**GOAL:**
Reproduce the items below with every instance of "visual-grounding module" changed to "region-localization service" and all other text left untouched. Omit the pictures from the output.

**RECORDS SUPPLIED:**
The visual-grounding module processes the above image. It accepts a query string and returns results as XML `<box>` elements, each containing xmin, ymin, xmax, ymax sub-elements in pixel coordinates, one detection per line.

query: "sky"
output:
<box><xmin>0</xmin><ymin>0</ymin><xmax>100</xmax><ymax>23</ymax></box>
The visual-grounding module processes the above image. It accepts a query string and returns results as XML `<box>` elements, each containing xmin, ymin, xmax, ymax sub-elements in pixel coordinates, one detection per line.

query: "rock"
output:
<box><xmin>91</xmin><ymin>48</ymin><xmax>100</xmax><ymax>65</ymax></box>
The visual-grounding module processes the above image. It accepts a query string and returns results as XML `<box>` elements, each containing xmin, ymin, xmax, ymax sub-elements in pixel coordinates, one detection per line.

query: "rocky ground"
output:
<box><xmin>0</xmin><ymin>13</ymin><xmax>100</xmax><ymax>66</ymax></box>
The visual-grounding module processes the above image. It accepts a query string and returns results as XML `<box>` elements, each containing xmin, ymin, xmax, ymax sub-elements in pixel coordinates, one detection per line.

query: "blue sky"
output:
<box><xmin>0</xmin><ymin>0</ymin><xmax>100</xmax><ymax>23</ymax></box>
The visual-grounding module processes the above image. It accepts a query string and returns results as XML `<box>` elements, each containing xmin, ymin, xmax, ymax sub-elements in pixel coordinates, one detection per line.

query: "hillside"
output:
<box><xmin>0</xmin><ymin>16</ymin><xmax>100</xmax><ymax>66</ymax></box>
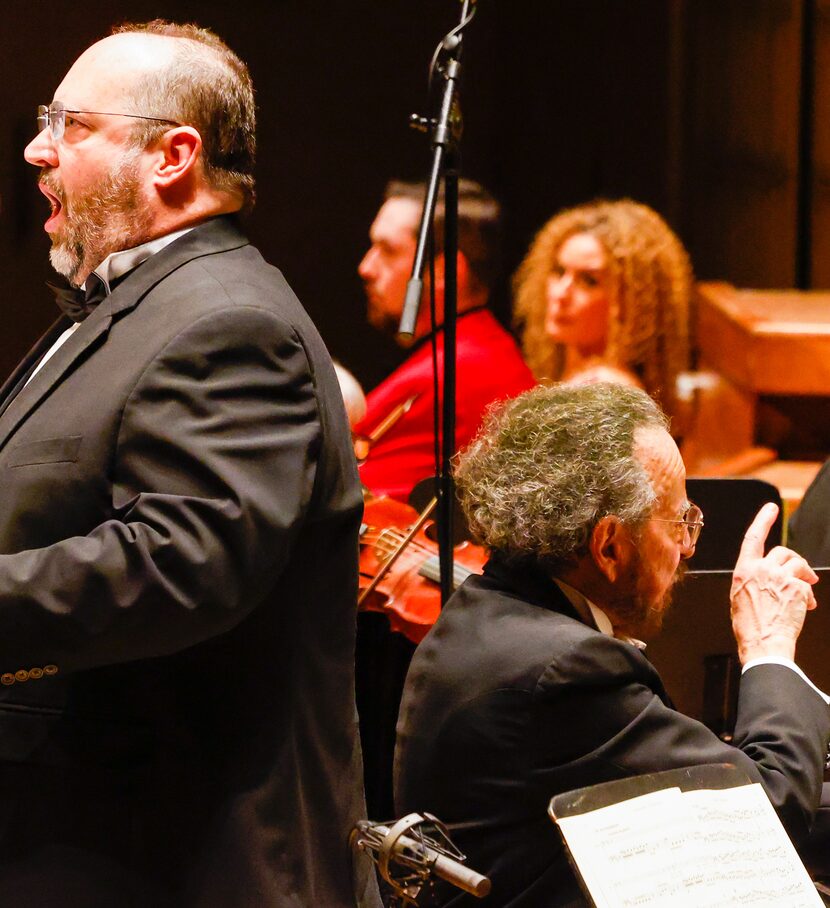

**EXERCISE RESPONSE:**
The region-localization service processes the above image. It accepts a query string and returns results as XML `<box>` elements, each containing xmin, ymin, xmax, ymax sub-elements in pixel coordinates, one detection per line.

query: "sky"
output:
<box><xmin>0</xmin><ymin>0</ymin><xmax>100</xmax><ymax>23</ymax></box>
The region-localization service processes the above image. It accepts a query string and returns results as XML `<box>` elements, each containing xmin, ymin, xmax, ymax sub-elements in pixel coordinates, one detection per line.

query: "rock"
output:
<box><xmin>91</xmin><ymin>48</ymin><xmax>100</xmax><ymax>65</ymax></box>
The region-localization service processes the above image. It accepts a query string and returns results as XML `<box>` elements, each containing xmin, ymin, xmax, ymax sub-elements in pixel coordinates, one detection per line.

query: "rocky ground"
output:
<box><xmin>0</xmin><ymin>13</ymin><xmax>100</xmax><ymax>66</ymax></box>
The region-localization service processes the above image. It accepts a query string and returns results as XML `<box>` elements, each containing xmin, ymin, xmax, ymax sub-elements in pixel coordinates, one detection per line.

query: "blue sky"
output:
<box><xmin>0</xmin><ymin>0</ymin><xmax>100</xmax><ymax>23</ymax></box>
The region-localization service processes the above image. It accepts a query string and returns results as XML `<box>` elements, each containing xmin, ymin, xmax, ymax sub-elements in pixel coordinates, one detection per line.

query: "hillside"
output:
<box><xmin>0</xmin><ymin>16</ymin><xmax>100</xmax><ymax>66</ymax></box>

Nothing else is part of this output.